(Detection annotation records)

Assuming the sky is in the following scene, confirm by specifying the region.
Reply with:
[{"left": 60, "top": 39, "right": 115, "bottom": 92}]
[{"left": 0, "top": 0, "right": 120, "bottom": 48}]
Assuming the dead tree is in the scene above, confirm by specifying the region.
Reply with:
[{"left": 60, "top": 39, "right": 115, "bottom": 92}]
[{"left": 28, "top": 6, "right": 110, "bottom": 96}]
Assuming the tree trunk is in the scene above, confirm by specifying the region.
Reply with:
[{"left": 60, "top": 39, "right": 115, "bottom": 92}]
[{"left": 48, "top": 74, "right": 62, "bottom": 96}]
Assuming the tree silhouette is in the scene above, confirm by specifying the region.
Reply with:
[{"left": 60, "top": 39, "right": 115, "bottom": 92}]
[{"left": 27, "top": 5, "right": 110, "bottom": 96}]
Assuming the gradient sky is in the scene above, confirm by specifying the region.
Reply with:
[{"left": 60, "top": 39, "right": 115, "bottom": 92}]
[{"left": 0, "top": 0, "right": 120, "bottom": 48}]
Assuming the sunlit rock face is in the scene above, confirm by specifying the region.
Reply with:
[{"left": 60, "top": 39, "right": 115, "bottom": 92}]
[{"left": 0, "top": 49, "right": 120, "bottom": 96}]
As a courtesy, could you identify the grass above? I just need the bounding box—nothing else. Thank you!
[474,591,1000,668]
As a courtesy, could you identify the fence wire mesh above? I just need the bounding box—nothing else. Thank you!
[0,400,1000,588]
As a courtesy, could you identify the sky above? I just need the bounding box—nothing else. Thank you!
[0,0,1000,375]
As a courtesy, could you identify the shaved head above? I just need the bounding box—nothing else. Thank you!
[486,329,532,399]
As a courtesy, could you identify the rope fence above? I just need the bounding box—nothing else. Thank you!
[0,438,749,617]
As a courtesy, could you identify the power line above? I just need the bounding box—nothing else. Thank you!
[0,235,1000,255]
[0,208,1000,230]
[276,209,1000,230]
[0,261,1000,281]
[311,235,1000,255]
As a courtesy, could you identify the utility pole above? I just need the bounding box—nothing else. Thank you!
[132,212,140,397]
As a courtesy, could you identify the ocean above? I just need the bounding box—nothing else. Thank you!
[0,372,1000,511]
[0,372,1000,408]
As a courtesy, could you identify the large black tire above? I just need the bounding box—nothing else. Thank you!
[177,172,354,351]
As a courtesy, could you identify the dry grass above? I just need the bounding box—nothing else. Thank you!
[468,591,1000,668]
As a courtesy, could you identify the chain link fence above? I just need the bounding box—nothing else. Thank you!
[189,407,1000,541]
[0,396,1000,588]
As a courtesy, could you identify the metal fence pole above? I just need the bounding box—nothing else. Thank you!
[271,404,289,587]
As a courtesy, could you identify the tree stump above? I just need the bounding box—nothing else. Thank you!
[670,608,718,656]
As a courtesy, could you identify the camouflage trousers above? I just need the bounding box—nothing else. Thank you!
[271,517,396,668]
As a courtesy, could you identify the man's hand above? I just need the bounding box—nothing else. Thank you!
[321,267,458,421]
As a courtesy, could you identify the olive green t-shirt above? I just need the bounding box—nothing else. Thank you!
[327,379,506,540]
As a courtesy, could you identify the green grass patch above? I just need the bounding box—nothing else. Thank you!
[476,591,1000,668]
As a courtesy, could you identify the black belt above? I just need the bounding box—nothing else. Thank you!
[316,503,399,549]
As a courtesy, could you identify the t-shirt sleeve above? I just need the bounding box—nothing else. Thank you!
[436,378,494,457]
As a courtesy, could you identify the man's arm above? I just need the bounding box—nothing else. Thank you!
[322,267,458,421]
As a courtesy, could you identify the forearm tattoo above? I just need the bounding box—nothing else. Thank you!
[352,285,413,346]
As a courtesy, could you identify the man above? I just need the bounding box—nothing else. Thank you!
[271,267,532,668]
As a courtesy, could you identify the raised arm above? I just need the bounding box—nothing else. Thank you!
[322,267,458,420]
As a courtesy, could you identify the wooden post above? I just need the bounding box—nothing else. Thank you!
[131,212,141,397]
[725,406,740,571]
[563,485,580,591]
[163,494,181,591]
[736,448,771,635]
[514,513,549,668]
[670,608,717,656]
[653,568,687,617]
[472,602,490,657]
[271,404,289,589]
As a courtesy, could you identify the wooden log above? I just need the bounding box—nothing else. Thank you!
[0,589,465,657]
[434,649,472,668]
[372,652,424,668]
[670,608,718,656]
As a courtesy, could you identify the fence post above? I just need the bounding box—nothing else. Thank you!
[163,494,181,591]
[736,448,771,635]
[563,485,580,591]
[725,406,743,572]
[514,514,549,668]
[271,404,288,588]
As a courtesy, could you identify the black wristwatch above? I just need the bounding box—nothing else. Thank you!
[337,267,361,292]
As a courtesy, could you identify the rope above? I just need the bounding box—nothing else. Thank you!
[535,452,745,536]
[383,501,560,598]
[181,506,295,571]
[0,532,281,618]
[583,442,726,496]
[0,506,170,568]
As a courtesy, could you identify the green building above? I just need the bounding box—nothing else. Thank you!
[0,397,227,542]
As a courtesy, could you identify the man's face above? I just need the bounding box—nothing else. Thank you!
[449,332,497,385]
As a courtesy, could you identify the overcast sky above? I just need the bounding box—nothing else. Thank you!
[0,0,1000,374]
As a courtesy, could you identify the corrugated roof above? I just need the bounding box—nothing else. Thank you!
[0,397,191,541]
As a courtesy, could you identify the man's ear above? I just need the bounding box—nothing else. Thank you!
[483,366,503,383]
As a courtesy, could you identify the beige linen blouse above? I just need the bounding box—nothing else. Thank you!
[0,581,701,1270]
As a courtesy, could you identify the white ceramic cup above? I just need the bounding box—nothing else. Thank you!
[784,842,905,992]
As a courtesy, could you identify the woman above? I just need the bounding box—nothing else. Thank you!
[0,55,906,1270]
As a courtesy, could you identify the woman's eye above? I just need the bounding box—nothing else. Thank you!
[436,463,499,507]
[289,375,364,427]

» **Goal**
Your task is to quote the listing above word for word.

» **Output for this task**
Assuming the sky is in the following scene, confirm by specifying the region.
Reply with:
[{"left": 60, "top": 39, "right": 115, "bottom": 92}]
[{"left": 0, "top": 0, "right": 120, "bottom": 48}]
Assuming the dead tree is in the scene above, confirm by specifying the region.
Reply with:
[{"left": 60, "top": 39, "right": 115, "bottom": 92}]
[{"left": 28, "top": 6, "right": 110, "bottom": 96}]
Assuming the tree trunk is in the scene above, confirm by specifying the region.
Reply with:
[{"left": 60, "top": 39, "right": 115, "bottom": 92}]
[{"left": 48, "top": 74, "right": 62, "bottom": 96}]
Assuming the tree silhouette is in the scene above, confirm by specifying the region.
Reply with:
[{"left": 60, "top": 39, "right": 115, "bottom": 92}]
[{"left": 27, "top": 5, "right": 110, "bottom": 96}]
Assuming the gradient sky is in the scene above, confirm by specifying the region.
Reply with:
[{"left": 60, "top": 39, "right": 115, "bottom": 92}]
[{"left": 0, "top": 0, "right": 120, "bottom": 48}]
Assuming the sunlit rock face is in the scene above, confirm by specifying the region.
Reply with:
[{"left": 60, "top": 39, "right": 115, "bottom": 92}]
[{"left": 0, "top": 49, "right": 120, "bottom": 96}]
As a courtesy, could you identify the grass above? I just need the bounding box—nothing else. Thank you!
[474,591,1000,668]
As a courtesy, could you identify the fence wire mesh above? I just need the bounding box—nothing else. Thank you!
[0,400,1000,588]
As a courtesy, could you identify the sky above? I just need the bounding box—nothing else. Thank you!
[0,0,1000,375]
As a courtesy, could you identify the shaved head above? I just need the bounding box—nothing else. Thank you!
[486,329,532,399]
As a courtesy, could you identify the rope fence above? I just need the bounding box—nothing else. Thank you!
[0,438,749,617]
As a courtesy, could you identify the power line above? I just need the bounding box—nothing else. Thank you!
[0,235,1000,255]
[0,208,1000,230]
[276,209,1000,230]
[0,261,1000,281]
[311,235,1000,255]
As a courtesy, could you identify the utility pole above? I just need the bounding box—nothing else. Thank you!
[132,212,140,397]
As a courtesy, could you identify the ocean above? I just need the bounding box—nothing else. Thank you!
[0,372,1000,511]
[0,372,1000,408]
As a courtesy, could you identify the large black tire above? I just need the bounding box—nothing else. Thank you!
[177,172,354,351]
As a courtesy, could you identify the dry grass above? I just need the bounding box—nothing else. Thank you!
[468,591,1000,668]
As a courtesy, could you identify the chain link fence above? I just need the bounding box—nothing else. Thank you!
[189,407,1000,541]
[0,396,1000,588]
As a courtesy, could you identify the metal fence pole above? I just need the bounding box—nothing else. Thank you!
[271,404,289,587]
As a courtesy, could you identify the tree stump above? I just need the bounding box—nothing else. Thank you!
[670,608,718,656]
As a courtesy, could you identify the camouflage trousers above? I just need the bounding box—nothing else. Thank you!
[271,517,396,668]
As a courtesy, could you identify the man's hand above? I just need the bounding box—nothing else. Thank you!
[321,267,458,421]
As a courtesy, could you identify the olive green t-shirt above? I just need the bounding box—nothing else. Thank you!
[327,379,506,540]
As a courtesy, could you identify the green grass patch above? I just need the bounding box—nothing else. Thank you!
[476,591,1000,668]
As a courtesy, could you identify the black belt above? I just need the bounding box—nothing else. Thank you!
[316,503,399,549]
As a courtesy, could you identify the t-shirt sleeve above? I just need the bounding box—nothing else. Thank you!
[436,378,494,457]
As a courtesy, could you identify the man's arm above? I just need the bounding box—nothing else. Thank you!
[322,267,458,421]
As a courtesy, could you identify the forearm tattoo above? I just need the bounding box—nothing else. Thank you!
[352,285,413,346]
As a courtesy, could you identify the man above? I just need the bounding box—nothing else. Thank you!
[271,267,532,668]
As a courtesy, could you identify the raised arm above? I just need the bounding box—nothing else. Thank you!
[322,267,458,420]
As a courtesy, could you identify the wooden post above? I just need the bounding box—nothing else. Thank you!
[131,212,141,397]
[725,406,740,571]
[563,485,580,591]
[163,494,181,591]
[736,448,771,635]
[514,513,549,668]
[670,608,717,656]
[653,568,687,617]
[472,602,490,657]
[271,404,289,589]
As a courtesy, could you identify the wooden log above? I just need the bounding box—nothing else. Thank you!
[0,589,465,657]
[434,649,472,668]
[372,652,424,668]
[670,608,718,656]
As a courtesy, could you identify the fence post above? I just need the bounding box—nothing else. Thank you!
[163,494,181,591]
[736,448,771,635]
[563,485,580,591]
[725,406,743,572]
[514,514,549,668]
[271,404,288,588]
As a courtesy, could you identify the black wristwatch above? I just need the bounding box—nothing else. Thank you!
[337,267,361,292]
As a courtesy, could you identify the rope above? I just need the bounding box—nothing else. Thank you!
[535,452,745,536]
[383,501,560,598]
[181,506,295,571]
[0,532,281,618]
[583,442,726,496]
[0,506,170,568]
As a courtesy, could you identify the green building above? I just need the bounding box—nothing else. Thank you!
[0,397,227,542]
As a courtesy, could you identify the man's face above? I just need the bounding box—nothing else. Thank you!
[449,332,497,385]
As a courtesy, could you identify the overcast sky above? I just need the bounding box—nothing else. Thank you!
[0,0,1000,374]
As a courtesy, could you identify the corrugated roof above? I just need the bounding box—nothing else. Thank you!
[0,397,191,541]
As a courtesy, could you identify the man's ear above? I just need the bounding box—nothing else. Thank you!
[483,366,503,383]
As a courtesy, could you identify the beige linen blouse above? I just need the bounding box—nothing else. Thank you!
[0,581,701,1270]
As a courtesy, could you identify the white ceramic cup above? I just need the bounding box—nothing else. Thank you!
[784,842,905,992]
As a courtesy, could you identify the woman above? I just need the bounding box—nothing else. Thank you!
[0,55,906,1270]
As a courtesy, could you identify the woman's eye above? I just need the bounding box—nothing else. Thank you!
[436,463,499,507]
[289,375,364,427]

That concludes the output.